**DOCUMENT SECTION**
Lot Details & Additional Photographs
Hand-built stoneware vase with flared mouth, decorated in blue and crimson glazes with calligraphic iron oxide designs, ink signed and numbered "Soldner / #9413" to the underside. Included with the lot is a VHS video on the artist as well a June issue of
Studio Potter, 1995 vol. 23 issue No. 2, featuring an interview with the artist titled
Romancing the Clay.
20 1/2 x 5 x 4 1/4 in.
Collection of the Prange Family Paul Soldner was born in Summerfield, Illinois on April 24, 1921. He served in the United States Army as a medic for three and a half years during World War II. He earned a bachelor's degree in Art Education at Bluffton College in Ohio, and then a master's degree in Arts Administration from the University of Colorado in Boulder. It was at Boulder that he was introduced to ceramics by Katie Horseman, a visiting lecturer and head of ceramics at Edinburgh College of Art in Scotland. After teaching art for eight years in public schools, at the age of 33, Soldner decided to become a potter. He headed for the Los Angeles County Art Institute, and became Peter Voulkos's first student, earning an MFA in 1956.

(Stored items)
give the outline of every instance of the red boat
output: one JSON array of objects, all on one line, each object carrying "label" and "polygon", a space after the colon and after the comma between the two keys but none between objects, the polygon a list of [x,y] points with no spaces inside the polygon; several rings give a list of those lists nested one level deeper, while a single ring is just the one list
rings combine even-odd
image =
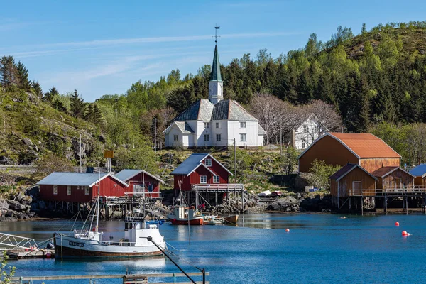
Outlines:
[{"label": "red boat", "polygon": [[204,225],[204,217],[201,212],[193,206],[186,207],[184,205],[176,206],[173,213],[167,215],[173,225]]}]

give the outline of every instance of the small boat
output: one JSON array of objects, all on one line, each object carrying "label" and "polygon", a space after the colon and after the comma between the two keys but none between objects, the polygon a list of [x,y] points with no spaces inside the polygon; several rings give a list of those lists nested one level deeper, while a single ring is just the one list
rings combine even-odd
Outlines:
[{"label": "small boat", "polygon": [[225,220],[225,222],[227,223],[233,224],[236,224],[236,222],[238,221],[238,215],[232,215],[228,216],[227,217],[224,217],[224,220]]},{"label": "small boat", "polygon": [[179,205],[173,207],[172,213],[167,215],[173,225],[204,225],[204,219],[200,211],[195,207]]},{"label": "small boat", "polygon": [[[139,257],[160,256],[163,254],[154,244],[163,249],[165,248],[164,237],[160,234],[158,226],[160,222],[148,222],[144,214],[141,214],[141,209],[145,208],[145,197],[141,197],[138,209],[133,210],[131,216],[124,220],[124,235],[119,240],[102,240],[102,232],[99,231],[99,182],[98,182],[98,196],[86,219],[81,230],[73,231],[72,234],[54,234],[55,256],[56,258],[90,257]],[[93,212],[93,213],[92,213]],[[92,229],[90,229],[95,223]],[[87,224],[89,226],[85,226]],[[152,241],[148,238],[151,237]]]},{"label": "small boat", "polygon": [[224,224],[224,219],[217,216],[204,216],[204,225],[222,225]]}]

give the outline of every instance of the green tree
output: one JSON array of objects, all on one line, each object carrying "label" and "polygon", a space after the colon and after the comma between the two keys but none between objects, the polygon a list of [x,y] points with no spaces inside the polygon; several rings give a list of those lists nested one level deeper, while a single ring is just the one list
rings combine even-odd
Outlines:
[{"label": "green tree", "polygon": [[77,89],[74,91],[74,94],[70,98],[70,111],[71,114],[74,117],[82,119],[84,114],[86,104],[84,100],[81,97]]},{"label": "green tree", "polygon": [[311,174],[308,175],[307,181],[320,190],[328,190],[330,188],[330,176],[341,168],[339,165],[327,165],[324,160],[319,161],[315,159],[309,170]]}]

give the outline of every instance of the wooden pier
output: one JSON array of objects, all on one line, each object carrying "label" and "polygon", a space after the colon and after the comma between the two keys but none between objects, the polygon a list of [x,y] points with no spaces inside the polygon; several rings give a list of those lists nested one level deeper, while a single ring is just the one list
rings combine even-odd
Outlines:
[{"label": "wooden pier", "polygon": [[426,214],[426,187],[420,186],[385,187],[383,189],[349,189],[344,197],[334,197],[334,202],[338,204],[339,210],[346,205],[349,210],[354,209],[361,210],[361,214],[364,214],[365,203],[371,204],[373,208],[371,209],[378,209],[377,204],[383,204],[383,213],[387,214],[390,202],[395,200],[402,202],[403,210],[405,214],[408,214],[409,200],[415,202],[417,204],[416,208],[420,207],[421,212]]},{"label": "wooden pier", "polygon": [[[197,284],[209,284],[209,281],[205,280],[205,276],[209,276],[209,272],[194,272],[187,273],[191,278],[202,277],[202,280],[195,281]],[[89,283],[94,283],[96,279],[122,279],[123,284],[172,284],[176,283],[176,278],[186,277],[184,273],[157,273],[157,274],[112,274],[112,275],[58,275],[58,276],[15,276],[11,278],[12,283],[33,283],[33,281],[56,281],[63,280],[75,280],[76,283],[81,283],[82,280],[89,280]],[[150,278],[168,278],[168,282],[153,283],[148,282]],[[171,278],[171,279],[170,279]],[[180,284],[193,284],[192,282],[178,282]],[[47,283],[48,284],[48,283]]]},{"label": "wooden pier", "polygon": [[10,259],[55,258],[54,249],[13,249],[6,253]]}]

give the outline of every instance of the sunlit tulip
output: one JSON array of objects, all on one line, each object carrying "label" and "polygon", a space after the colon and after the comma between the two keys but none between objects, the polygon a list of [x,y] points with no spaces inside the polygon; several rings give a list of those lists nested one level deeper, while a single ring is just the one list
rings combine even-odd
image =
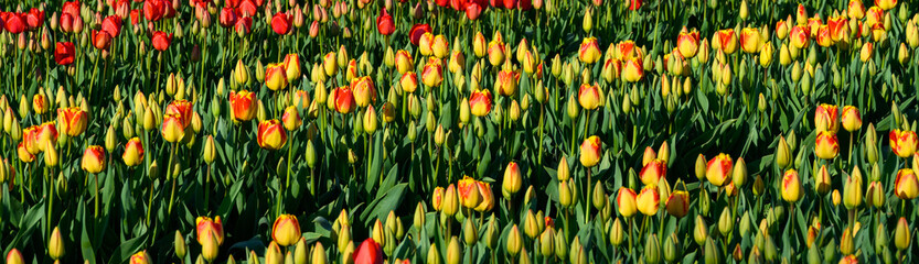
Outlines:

**AIM OF THE EXERCISE**
From the lot description, pull out the passage word for word, beginning with the words containing "Collection of the" and ending with "MFA in 1956.".

**ANSWER BOX**
Collection of the Prange Family Paul Soldner was born in Summerfield, Illinois on April 24, 1921. He served in the United States Army as a medic for three and a half years during World War II. He earned a bachelor's degree in Art Education at Bluffton College in Ohio, and then a master's degree in Arts Administration from the University of Colorado in Boulder. It was at Boulder that he was introduced to ceramics by Katie Horseman, a visiting lecturer and head of ceramics at Edinburgh College of Art in Scotland. After teaching art for eight years in public schools, at the age of 33, Soldner decided to become a potter. He headed for the Los Angeles County Art Institute, and became Peter Voulkos's first student, earning an MFA in 1956.